• **Quoted passage**:

⁂

Interview with a journalist from the WDR radio – and once again I am reminded how different the situation is in Europe and in Africa. Once again I count all our blessings but also have to list all our challenges: more people on treatment but definitely a growing risk of resistance due to the fact, that medication is not taken as prescribed or discontinued for a while. And yes more people know about the pandemic, but knowing does not mean that they act accordingly. Knowing about HIV does not prevent unprotected sex in many instances, having HIV/AIDS in the curricula of schools or NGO’s or other institutions and companies does not mean that the stigma is going away.
People are still killed or silenced or kicked out when they reveal their infection – people still think it can only be the others but not my partner who is infected. People still go for a test but disappear before the result is revealed. We still have the pre-test counselling which might be a nice way of giving unemployed people a little stipend or allowance, but does it really make sense to scare the willing people off or to have badly trained counsellors – some of them also infected – projecting their fears on the poor client?
“treatment for all ” is still the TAC request – but what would happen to the health system if all are treated? I guess, it would collapse before we achieve the goal; not sure we should accept promises which cannot be fulfilled – and we know it beforehand. Let’s be honest with giving hope rather than creating disappointment.

⁂

• **Records supplied**:
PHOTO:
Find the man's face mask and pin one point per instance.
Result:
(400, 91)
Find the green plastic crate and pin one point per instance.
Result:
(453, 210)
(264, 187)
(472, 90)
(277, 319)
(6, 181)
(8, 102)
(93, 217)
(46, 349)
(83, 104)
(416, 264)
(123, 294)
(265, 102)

⁂

• **Brief A**:
Translate this sentence from the passage on HIV/AIDS above into Spanish: "People still go for a test but disappear before the result is revealed."
• **Brief B**:
Continue the passage on HIV/AIDS above, picking up after its final sentence.

• **Task result A**:
La gente todavía se hace la prueba, pero desaparece antes de que se revele el resultado.

• **Task result B**:
We have come a long way since Mbeki’s stance of denial, but we still are living in a somehow tribal organized society where the chiefs are having the say – and our chief preaches protection, but handles his own affairs differently.
Somehow during this interview I once again realise how different the realities are on the different continents, and even on one continent, there is a diversity which must lead to different approaches in the same question. What is good for South Africa might not be good for Uganda or Mali.
And this obviously also applies to the handling of matters in my church – no interview without the special questions about church and prevention and my own struggle within this institution. And also here I try to explain that there are no universal solutions fitting to each and very situation – and that the protection of life in all it’s shade must be priority. No ideal, no ideology, even a Christian one, can replace facing the realities of life. Here and now, with the people in front of me, with all their challenges and weaknesses and possibilities I have to work.